● **Given instruction 1**
In the Prometheus setup guide, what does creating the symbolic link /opt/prometheus make easier?
● **Given instruction 2**
How many lines of the listing contain the string "straight"? Reply with the number alone.

======== Text provided ========

Prometheus

Network Monitoring and Management

Configuring Prometheus Data Store and Central Server ====================-==============================

0.1 Introduction

Prometheus provides a data collection engine, a time series storage engine, and a basic web interface for querying. In this exercise we’ll install Prometheus.

Do this on your campus server instance (srv1.campusX.ws.nsrc.org)

1 Install (or upgrade) prometheus

(If prometheus is pre-installed and you are not upgrading, skip to the next section “Start prometheus”)

All the prometheus components are available as pre-built binaries.

Fetch and unpack the latest release from the releases page. You should go here first and then replace the “XX” and the “Y” below in the link with the current Prometheus version number that is listed on the releases page (scroll down a bit to find the link).

You should do these exercises as the root user on your srv1.campusX.ws.nsrc.org box. Start by connecting to your box, then:

$ sudo -s
# cd /root

Then do,

# wget https://github.com/prometheus/prometheus/releases/download/v2.20.1/prometheus-2.XX.Y.linux-amd64.tar.gz
# tar -C /opt -xvzf prometheus-2.XX.Y.linux-amd64.tar.gz
# cd /opt

This may take a few minutes depending on your network speed.

Create a symbolic link from /opt/prometheus pointing to the version you downloaded (this makes it easier to upgrade and switch between versions). Remeber to replace “XX” and “Y” with the version of prometheus you have downloaded.

If the prometheus link already exists and you are upgrading remove it first:

# rm prometheus

Then,

# ln -s prometheus-2.XX.Y.linux-amd64 /opt/prometheus

The logical link allows us to create systemd unit file without needing to update it each time we upgrade Prometheus.

Stop here if you are upgrading and go to the Start prometheus section

If you are installing Prometheus for the first time, then create a user for prometheus to run as, and a data directory:

# useradd --system -d /var/lib/prometheus prometheus
# mkdir /var/lib/prometheus
# chown prometheus:prometheus /var/lib/prometheus

Use a text editor to create a systemd unit file /etc/systemd/system/prometheus.service with the following contents:

[Unit]
Description=Prometheus Server
Documentation=https://prometheus.io/docs/introduction/overview/
After=network-online.target

[Service]
User=prometheus
Restart=on-failure
RestartSec=5
TimeoutStopSec=300
WorkingDirectory=/opt/prometheus
EnvironmentFile=/etc/default/prometheus
ExecStart=/opt/prometheus/prometheus $OPTIONS
ExecReload=/bin/kill -HUP $MAINPID

[Install]
WantedBy=multi-user.target

Tell systemd to read this new file:

# systemctl daemon-reload

Also create an options file /etc/default/prometheus with the following contents:

OPTIONS='--config.file=/etc/prometheus/prometheus.yml --storage.tsdb.path=/var/lib/prometheus/data/ --storage.tsdb.wal-compression --web.external-url=http://srv1.campusX.ws.nsrc.org/prometheus'

(Adjust campusX as appropriate). One of the consequences of this is that the prometheus API will response to /prometheus instead of /, which allows us to proxy easily from the Apache web server.

Create the initial default configuration:

# mkdir /etc/prometheus
# cp /opt/prometheus/prometheus.yml /etc/prometheus/

Edit /etc/prometheus/prometheus.yml and under job_name: 'prometheus' add:

    metrics_path: '/prometheus/metrics'

2 Start prometheus

Let’s start prometheus:

# systemctl enable prometheus   # start on future boots
# systemctl start prometheus    # start now
# journalctl -eu prometheus     # check for "Server is ready to receive web requests."

======== Supplied data ========

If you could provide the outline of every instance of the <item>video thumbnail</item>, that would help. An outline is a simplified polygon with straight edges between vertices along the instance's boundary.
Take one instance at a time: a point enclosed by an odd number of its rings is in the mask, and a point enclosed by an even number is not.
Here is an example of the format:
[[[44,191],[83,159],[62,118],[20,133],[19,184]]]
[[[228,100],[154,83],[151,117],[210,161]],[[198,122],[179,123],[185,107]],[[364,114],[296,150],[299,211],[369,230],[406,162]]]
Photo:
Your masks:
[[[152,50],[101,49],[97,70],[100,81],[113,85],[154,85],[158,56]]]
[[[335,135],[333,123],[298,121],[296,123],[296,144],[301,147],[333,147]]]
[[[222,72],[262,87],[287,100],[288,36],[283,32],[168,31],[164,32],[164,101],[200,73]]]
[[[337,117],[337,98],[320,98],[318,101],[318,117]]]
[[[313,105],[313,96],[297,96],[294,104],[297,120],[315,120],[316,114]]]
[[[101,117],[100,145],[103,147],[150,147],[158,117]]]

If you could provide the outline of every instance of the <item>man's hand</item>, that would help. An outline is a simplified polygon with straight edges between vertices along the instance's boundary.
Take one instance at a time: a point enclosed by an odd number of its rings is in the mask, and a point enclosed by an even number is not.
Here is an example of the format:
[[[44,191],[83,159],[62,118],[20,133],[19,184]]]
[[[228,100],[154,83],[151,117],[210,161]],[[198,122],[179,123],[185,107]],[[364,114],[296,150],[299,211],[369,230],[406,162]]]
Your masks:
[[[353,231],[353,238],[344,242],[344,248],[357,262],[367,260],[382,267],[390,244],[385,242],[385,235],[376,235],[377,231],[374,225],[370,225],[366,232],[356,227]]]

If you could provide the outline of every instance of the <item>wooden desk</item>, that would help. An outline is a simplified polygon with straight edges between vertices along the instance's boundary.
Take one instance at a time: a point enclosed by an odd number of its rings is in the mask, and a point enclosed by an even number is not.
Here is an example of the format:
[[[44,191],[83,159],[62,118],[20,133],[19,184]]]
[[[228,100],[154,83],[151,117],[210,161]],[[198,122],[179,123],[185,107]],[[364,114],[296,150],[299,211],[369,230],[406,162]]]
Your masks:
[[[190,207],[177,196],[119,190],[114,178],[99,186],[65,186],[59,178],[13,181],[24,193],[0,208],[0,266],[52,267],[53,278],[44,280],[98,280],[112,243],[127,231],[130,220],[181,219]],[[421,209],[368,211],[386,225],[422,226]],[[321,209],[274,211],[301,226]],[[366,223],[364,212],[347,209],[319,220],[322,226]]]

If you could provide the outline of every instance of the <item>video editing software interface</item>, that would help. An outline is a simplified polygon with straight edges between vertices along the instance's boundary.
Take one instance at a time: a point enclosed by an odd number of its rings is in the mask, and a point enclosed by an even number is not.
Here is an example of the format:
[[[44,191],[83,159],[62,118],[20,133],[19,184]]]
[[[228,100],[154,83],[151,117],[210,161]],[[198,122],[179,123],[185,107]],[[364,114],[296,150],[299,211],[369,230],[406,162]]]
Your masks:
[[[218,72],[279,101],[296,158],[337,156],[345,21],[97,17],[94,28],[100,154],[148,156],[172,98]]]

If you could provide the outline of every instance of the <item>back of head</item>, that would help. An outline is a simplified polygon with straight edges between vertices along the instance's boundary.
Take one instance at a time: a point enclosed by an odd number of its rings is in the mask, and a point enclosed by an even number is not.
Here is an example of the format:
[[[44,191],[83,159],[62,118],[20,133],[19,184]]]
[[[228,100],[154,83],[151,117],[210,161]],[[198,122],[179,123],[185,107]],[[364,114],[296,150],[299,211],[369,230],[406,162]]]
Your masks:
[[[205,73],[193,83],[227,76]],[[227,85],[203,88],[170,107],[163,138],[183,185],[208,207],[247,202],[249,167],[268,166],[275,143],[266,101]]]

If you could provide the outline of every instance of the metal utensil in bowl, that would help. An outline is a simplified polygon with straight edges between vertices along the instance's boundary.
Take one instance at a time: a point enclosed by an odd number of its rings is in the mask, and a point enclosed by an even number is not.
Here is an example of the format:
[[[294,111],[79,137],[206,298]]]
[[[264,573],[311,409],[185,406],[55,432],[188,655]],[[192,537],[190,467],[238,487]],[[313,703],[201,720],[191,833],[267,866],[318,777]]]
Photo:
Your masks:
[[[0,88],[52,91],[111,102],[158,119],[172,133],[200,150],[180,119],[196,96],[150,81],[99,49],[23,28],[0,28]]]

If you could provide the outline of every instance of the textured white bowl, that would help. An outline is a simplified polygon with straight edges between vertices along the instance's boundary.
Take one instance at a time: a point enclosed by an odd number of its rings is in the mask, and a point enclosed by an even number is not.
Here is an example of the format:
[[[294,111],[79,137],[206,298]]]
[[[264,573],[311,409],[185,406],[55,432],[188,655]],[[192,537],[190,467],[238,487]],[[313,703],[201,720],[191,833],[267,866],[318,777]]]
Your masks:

========

● **Expected answer 1**
It makes it easier to upgrade and switch between Prometheus versions.

● **Expected answer 2**
7